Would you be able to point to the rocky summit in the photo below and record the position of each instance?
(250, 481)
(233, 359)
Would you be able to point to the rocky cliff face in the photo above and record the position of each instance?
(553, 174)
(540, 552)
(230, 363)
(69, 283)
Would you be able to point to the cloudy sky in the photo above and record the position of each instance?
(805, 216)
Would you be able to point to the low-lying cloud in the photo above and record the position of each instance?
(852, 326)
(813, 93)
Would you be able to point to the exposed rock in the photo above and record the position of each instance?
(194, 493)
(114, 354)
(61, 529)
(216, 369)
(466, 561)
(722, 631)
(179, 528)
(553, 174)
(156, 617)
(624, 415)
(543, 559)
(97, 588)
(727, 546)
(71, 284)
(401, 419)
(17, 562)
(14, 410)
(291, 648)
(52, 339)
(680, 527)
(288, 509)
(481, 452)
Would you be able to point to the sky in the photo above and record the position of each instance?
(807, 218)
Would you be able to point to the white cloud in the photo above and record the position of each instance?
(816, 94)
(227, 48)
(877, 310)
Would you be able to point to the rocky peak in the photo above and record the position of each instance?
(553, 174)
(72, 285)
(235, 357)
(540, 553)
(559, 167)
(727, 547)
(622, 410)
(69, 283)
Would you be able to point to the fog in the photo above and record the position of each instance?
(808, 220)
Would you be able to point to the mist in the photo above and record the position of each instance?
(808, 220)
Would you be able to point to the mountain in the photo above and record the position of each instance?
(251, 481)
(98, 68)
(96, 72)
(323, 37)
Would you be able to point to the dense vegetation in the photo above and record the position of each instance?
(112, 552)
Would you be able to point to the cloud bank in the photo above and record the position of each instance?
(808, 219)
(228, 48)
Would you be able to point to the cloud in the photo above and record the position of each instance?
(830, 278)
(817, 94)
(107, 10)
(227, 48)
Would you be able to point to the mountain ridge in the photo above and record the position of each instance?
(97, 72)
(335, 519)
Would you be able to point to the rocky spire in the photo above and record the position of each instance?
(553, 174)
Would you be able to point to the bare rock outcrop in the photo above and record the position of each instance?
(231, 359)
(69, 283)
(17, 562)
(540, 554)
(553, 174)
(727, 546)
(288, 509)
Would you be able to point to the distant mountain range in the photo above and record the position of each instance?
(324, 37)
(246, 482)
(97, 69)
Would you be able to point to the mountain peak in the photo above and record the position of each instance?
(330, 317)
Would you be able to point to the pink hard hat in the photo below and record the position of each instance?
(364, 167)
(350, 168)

## Exercise requirements
Please transcribe all of the data above line for line, without changing anything.

## Written response
Would you be able to point to the rocky summit in the photo below and record the position of each instance?
(250, 481)
(233, 359)
Would you be able to point to the rocky cliff face in the photo above and record the position of each instance?
(553, 174)
(540, 552)
(230, 363)
(69, 283)
Would you be able to point to the cloudy sky in the photo above and record the position of each instance?
(805, 216)
Would you be able to point to the low-lying cloud in the photo above and record the position of each instance?
(852, 326)
(813, 93)
Would you be able to point to the exposed rock in the photo above and record the position of each instance?
(194, 493)
(114, 354)
(61, 529)
(216, 369)
(466, 561)
(722, 631)
(179, 528)
(553, 174)
(156, 617)
(624, 415)
(543, 559)
(97, 588)
(727, 546)
(71, 284)
(401, 419)
(17, 562)
(14, 410)
(291, 648)
(52, 339)
(680, 527)
(288, 509)
(481, 452)
Would you be able to point to the sky in the photo above and record the position of each instance?
(807, 218)
Would you be able to point to the white cloud in the photo above and record the position of each instance?
(816, 94)
(227, 48)
(877, 310)
Would you be able to point to the rocky peak in the photo above and record the position of each instance?
(553, 174)
(72, 285)
(235, 357)
(540, 553)
(559, 167)
(727, 547)
(622, 410)
(69, 283)
Would you be able to point to the fog in the photo above and record the position of each instance?
(808, 220)
Would you be able to point to the mist in the photo above and record the position of each instance?
(808, 220)
Would you be able to point to the mountain in the photo above and record the position of each instance?
(251, 481)
(98, 68)
(96, 72)
(323, 37)
Would you be able to point to the dense vegetation in the photo above and record the position of each instance?
(112, 552)
Would you be able to point to the cloud bank in the photo above and record the position of each instance?
(808, 219)
(228, 48)
Would you be able to point to the cloud in the photo above and record the position of each instance?
(830, 278)
(817, 94)
(107, 10)
(227, 48)
Would you be able to point to the mountain ridge in the photo above and record the position of each instance?
(97, 72)
(335, 519)
Would you be able to point to the rocky spire in the photo above and record the position of each instance?
(553, 174)
Would you be able to point to the bare rock outcrop in the photo above and record the position of each instance?
(231, 359)
(69, 283)
(17, 562)
(540, 554)
(553, 174)
(727, 546)
(288, 509)
Would you be able to point to the distant mountain range in the photo above and record the position of each instance?
(324, 37)
(246, 482)
(97, 69)
Would you be able to point to the mountain peak in the photo above and record the position of each instance?
(330, 317)
Would you be able to point to the pink hard hat in the photo below and record the position of each instance?
(364, 167)
(350, 168)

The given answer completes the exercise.